Goal of the exercise
In the Doctor Who extract below, turn the paragraph beginning "Rob Shearman, the writer" into a short bulleted list that keeps its main facts.

Extract
The Dalek prepares to kill Rose but is unable to, realising in horror that it can now feel fear after absorbing Rose's DNA, and begins to question itself. The Doctor arrives and prepares to kill the Dalek, but Rose stops him, convincing him he is becoming like a Dalek. The Dalek is unable to cope with its new emotions, concluding that its existence is "sickness". It asks Rose to allow it to die. Rose gives the order, and the Dalek self-destructs.
Van Statten's assistant Goddard takes over the bunker, planning to wipe van Statten's memories and fill the bunker with cement. Rose offers Adam the chance to travel with her and the Doctor, since he will have no job after this. Adam accepts the offer.

== Production ==

=== Conception ===
Rob Shearman, the writer of the episode, had his first encounter with the revived series of Doctor Who in 2003 after he created the Sixth Doctor audio Jubilee. Executive producer Russell T Davies drew heavily on Jubilee to create "Return of the Daleks" for his pitch to the BBC, a story with which Davies hoped to recreate the menace shown by the Daleks in their 1963 debut The Daleks. The adventure changed the setting from the alternate Earth in Jubilee to 2012 Utah, with the lone Dalek featured being held captive by businessman Henry Van Statten, a caricature of Microsoft's chairman Bill Gates.

Spatial localization data:
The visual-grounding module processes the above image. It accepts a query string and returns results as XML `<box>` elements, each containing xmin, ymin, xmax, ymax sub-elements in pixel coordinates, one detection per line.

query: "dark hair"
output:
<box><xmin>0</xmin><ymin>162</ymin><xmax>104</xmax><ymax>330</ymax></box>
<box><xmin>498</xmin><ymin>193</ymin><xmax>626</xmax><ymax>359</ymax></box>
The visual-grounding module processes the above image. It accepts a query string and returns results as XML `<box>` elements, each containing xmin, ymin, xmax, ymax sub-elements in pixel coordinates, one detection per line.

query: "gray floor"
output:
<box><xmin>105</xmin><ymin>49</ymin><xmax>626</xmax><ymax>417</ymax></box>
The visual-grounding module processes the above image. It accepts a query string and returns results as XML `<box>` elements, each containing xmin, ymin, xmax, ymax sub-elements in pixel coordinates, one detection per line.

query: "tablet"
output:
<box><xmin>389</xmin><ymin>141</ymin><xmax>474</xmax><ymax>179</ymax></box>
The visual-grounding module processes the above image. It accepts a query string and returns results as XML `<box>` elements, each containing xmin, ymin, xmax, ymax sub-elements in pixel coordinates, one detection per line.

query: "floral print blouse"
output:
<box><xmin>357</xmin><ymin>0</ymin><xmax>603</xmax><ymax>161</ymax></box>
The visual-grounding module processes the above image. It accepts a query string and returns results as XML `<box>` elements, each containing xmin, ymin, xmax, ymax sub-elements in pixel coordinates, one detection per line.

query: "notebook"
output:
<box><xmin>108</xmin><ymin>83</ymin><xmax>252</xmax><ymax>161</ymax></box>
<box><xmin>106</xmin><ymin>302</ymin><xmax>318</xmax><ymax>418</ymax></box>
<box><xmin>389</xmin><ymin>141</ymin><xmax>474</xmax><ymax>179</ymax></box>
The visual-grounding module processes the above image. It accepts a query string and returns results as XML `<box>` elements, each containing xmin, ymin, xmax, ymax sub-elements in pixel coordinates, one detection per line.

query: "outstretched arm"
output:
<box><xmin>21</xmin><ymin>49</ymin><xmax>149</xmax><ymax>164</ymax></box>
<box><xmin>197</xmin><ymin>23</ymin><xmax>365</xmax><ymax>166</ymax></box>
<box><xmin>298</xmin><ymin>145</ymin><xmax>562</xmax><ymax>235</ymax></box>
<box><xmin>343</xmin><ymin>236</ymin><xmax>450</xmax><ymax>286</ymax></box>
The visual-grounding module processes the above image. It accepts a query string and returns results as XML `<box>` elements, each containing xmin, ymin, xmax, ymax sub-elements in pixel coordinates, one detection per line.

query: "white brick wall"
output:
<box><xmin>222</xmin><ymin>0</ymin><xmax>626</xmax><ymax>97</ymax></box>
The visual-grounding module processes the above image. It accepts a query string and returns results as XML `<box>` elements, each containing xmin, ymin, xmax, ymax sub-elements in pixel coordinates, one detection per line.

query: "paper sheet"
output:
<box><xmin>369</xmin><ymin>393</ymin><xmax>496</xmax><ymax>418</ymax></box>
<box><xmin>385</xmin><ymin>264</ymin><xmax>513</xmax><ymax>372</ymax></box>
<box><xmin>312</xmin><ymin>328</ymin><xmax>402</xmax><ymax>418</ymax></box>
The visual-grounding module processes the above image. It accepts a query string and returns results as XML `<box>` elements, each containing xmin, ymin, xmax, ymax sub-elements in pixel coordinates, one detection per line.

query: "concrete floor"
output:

Solution to this problem
- Rob Shearman wrote the episode. His first encounter with the revived Doctor Who series came in 2003, after he created the Sixth Doctor audio Jubilee.
- Executive producer Russell T Davies drew heavily on Jubilee to create "Return of the Daleks" for his pitch to the BBC.
- Davies hoped the story would recreate the menace the Daleks showed in their 1963 debut, The Daleks.
- The setting changed from Jubilee's alternate Earth to Utah in 2012.
- The lone Dalek is held captive by businessman Henry Van Statten, a caricature of Microsoft chairman Bill Gates.